• [Reading passage]:
People are asking if capes are welcome at #ScienceMarch – yes – but please think of the aerodynamics if it happens to be windy!
me: damn, can’t use the gps, my phone is dead
friend: it’s cool, we have a map
me: nice, we can find a place to charge my phone
I hate being an adult … I thought it was just a phase.
BREAKING: California becomes first state to ban plastic bags.
People who love picking up dog shit with their bare hands rejoice.
Therapist: you’ve finally learned to stand up to people, well done
Me: thank you
Therapist: now you need to pay my bill
Me: no
A newly wed guy asked me about marriage. I told him it’s sort of like a museum. You have to be quiet and you can’t really touch anything.
Bought the cheapest possible Mercedes yesterday ’cause I needed to use the bathroom at the dealership.
Quick new parent question at what age do you let your new baby start sleeping indoors?
[restaurant]
WIFE: Sorry I snapped at you. I’m a little grumpy.
ME: It’s okay. You have your period, which means your hormones are-[one hour later]
DOCTOR: Mansplaining?
ME: *nods*
DOCTOR: Alright, It’s gonna sting a little when I pull the salad fork out.
You know you’re getting old when you’re entering your birth year online and you need to spin that thing like you’re on wheel of fortune.
Server: Congratulations, ma’am
Wife: *confused* Er, thank you. Why?

• [Things to do]:
[a] Which speaker roles label the dialogue lines in the jokes above? List each role once.
[b] According to the jokes, why was the cheapest possible Mercedes bought?
[c] How would you sum up the jokes above in two sentences?

• [Data listing]:
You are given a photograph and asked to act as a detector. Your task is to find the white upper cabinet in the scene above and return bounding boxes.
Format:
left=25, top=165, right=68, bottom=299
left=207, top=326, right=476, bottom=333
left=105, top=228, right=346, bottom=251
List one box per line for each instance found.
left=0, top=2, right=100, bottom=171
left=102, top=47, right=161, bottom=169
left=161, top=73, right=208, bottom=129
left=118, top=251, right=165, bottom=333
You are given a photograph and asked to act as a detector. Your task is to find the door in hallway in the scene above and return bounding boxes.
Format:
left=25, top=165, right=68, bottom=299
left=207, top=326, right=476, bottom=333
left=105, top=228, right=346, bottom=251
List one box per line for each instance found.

---

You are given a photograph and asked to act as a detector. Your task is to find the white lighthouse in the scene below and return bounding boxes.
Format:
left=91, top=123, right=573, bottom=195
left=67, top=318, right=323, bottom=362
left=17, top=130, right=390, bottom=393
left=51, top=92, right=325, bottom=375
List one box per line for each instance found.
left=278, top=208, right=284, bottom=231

• [Answers by item]:
[a] me, friend, therapist, wife, doctor, server

[b] To use the bathroom at the dealership.

[c] The jokes touch on capes at the Science March, a dead phone and a map, hating adulthood, California banning plastic bags, therapy, marriage as a museum, a Mercedes bought to use a bathroom, and feeling old when entering a birth year online. Several are set out as short dialogues involving speakers such as a friend, a therapist, a wife, a doctor, and a server.